RECORDED INFORMATION.
● ● ● ● ● ● ●

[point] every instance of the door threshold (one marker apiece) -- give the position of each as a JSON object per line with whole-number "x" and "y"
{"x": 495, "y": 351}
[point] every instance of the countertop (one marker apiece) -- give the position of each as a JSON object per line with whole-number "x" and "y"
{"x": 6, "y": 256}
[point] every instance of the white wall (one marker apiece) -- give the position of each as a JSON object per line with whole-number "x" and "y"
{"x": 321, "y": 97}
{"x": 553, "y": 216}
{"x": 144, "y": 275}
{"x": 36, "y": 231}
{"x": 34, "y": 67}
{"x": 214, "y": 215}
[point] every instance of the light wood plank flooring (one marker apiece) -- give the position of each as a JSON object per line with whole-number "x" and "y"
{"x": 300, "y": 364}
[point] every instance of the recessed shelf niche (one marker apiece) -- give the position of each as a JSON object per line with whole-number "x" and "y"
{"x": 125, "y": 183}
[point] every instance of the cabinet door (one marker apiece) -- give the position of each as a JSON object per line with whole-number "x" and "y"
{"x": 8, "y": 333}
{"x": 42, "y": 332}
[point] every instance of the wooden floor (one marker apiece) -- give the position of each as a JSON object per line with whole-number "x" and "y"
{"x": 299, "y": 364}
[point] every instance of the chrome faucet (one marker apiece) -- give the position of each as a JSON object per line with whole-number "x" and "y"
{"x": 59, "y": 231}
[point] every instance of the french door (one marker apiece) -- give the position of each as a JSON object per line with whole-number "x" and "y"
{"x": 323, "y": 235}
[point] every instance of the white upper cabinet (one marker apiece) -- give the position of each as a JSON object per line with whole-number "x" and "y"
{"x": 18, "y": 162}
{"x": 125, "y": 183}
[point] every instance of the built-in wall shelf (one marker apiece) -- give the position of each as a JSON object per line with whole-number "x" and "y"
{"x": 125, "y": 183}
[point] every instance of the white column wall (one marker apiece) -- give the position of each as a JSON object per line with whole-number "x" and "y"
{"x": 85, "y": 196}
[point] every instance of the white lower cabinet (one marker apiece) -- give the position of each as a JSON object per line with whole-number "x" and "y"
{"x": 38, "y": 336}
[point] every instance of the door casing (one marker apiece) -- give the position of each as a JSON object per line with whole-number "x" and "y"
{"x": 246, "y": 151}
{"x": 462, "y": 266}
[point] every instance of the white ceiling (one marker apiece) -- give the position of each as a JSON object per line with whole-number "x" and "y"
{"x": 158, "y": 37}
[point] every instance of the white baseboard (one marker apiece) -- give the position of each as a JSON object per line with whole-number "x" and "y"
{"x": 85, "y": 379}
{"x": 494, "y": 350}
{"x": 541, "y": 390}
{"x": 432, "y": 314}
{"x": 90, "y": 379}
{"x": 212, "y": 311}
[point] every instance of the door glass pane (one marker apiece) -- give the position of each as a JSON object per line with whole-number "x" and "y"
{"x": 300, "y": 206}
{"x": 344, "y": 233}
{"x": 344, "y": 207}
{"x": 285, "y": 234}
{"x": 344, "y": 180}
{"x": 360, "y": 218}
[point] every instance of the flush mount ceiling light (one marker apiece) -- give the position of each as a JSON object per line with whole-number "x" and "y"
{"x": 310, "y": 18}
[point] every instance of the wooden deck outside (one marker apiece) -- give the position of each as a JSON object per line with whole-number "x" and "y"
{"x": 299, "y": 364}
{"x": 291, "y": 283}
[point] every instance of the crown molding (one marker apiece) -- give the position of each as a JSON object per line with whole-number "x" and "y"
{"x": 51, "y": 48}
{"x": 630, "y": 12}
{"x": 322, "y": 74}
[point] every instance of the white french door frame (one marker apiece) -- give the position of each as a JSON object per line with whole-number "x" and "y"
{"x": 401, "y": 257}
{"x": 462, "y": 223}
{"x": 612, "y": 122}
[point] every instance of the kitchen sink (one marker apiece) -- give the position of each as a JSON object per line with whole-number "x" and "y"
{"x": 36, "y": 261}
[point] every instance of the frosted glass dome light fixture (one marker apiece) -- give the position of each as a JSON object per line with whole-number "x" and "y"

● ● ● ● ● ● ●

TASK INSTRUCTIONS. Copy all data exactly, start to finish.

EXERCISE OUTPUT.
[point] every instance of the door threshold (one marker apiece) -- give the position of each as a JSON object per line with whole-number "x" and "y"
{"x": 495, "y": 351}
[point] every instance of the countertop (one marker apiece) -- give the position of each as a JSON object per line with whole-number "x" and "y"
{"x": 6, "y": 256}
[point] every instance of the white wall (one marker apiece) -- give the position of each as a JSON object per line with whole-number "x" and "y"
{"x": 321, "y": 97}
{"x": 553, "y": 216}
{"x": 144, "y": 275}
{"x": 36, "y": 231}
{"x": 34, "y": 67}
{"x": 214, "y": 215}
[point] every instance of the light wood plank flooring (one marker apiece) -- give the position of each as a JSON object per line with whole-number "x" and "y"
{"x": 300, "y": 364}
[point] every instance of the recessed shelf niche (one marker apiece) -- give the position of each as a JSON object per line with whole-number "x" and "y"
{"x": 125, "y": 183}
[point] every instance of the cabinet door (one marker apiece) -- give the position of each as a JSON object per line with whole-number "x" and "y"
{"x": 8, "y": 333}
{"x": 42, "y": 332}
[point] every instance of the wooden floor (one marker apiece) -- give the position of each as a JSON object per line with whole-number "x" and "y"
{"x": 299, "y": 364}
[point] every instance of the chrome faucet (one marker apiece) -- give the position of each as a JSON object per line with whole-number "x" and "y"
{"x": 59, "y": 231}
[point] every instance of the french door (one marker apiece) -- give the position of each as a JSON object per line with whole-number "x" and "y"
{"x": 323, "y": 235}
[point] every instance of the white upper cabinet (one marker apiece) -- give the position of each as a JSON object per line with whole-number "x" and "y"
{"x": 18, "y": 162}
{"x": 125, "y": 183}
[point] every instance of the built-in wall shelf (one marker apiece) -- give the position of each as a JSON object per line with whole-number "x" and "y"
{"x": 125, "y": 183}
[point] every instance of the white column wall (one marker apiece) -- give the position of each as a JSON object per line with whole-number "x" and "y"
{"x": 85, "y": 196}
[point] every instance of the white lower cabinet (one marker apiece) -- give the position of each as a JSON object per line with whole-number "x" and "y"
{"x": 38, "y": 336}
[point] every instance of the door casing (one marker apiece) -- give the position of each as a JSON object per line with whole-number "x" and "y"
{"x": 246, "y": 151}
{"x": 462, "y": 266}
[point] every instance of the white ceiling (one marker apiece) -- give the position of each as a JSON object per line with whole-number "x" and "y"
{"x": 158, "y": 37}
[point] every instance of the white baseboard (one marker apiece) -- give the position of each as a JSON object per line with whole-number "x" and "y"
{"x": 85, "y": 379}
{"x": 494, "y": 350}
{"x": 541, "y": 390}
{"x": 432, "y": 314}
{"x": 90, "y": 379}
{"x": 212, "y": 311}
[point] every instance of the door glass pane (one marker apiece) -- give the position of each as a JSON object per line with whole-number "x" and "y"
{"x": 300, "y": 206}
{"x": 344, "y": 233}
{"x": 344, "y": 207}
{"x": 285, "y": 234}
{"x": 344, "y": 180}
{"x": 360, "y": 218}
[point] every instance of the flush mount ceiling light (one marker apiece) -- give the position of each as a JSON object per line with whole-number "x" and "y"
{"x": 310, "y": 18}
[point] every instance of the wooden deck outside (one marker apiece) -- give the position of each as a JSON object per line with whole-number "x" and "y"
{"x": 299, "y": 364}
{"x": 291, "y": 283}
[point] every instance of the crown molding (one marker apiece) -- give the position of each as a JSON object per line with whole-number "x" and "y"
{"x": 51, "y": 48}
{"x": 630, "y": 12}
{"x": 322, "y": 74}
[point] every instance of the white french door frame (one marker apiece) -- give the position of each as a JSON object per line with whole-number "x" and "y"
{"x": 401, "y": 257}
{"x": 462, "y": 223}
{"x": 612, "y": 122}
[point] every instance of the kitchen sink (one marker apiece) -- give the position of each as a JSON object per line with whole-number "x" and "y"
{"x": 36, "y": 261}
[point] every instance of the frosted glass dome light fixture (one marker apiece) -- give the position of each as a JSON object per line with whole-number "x" and "y"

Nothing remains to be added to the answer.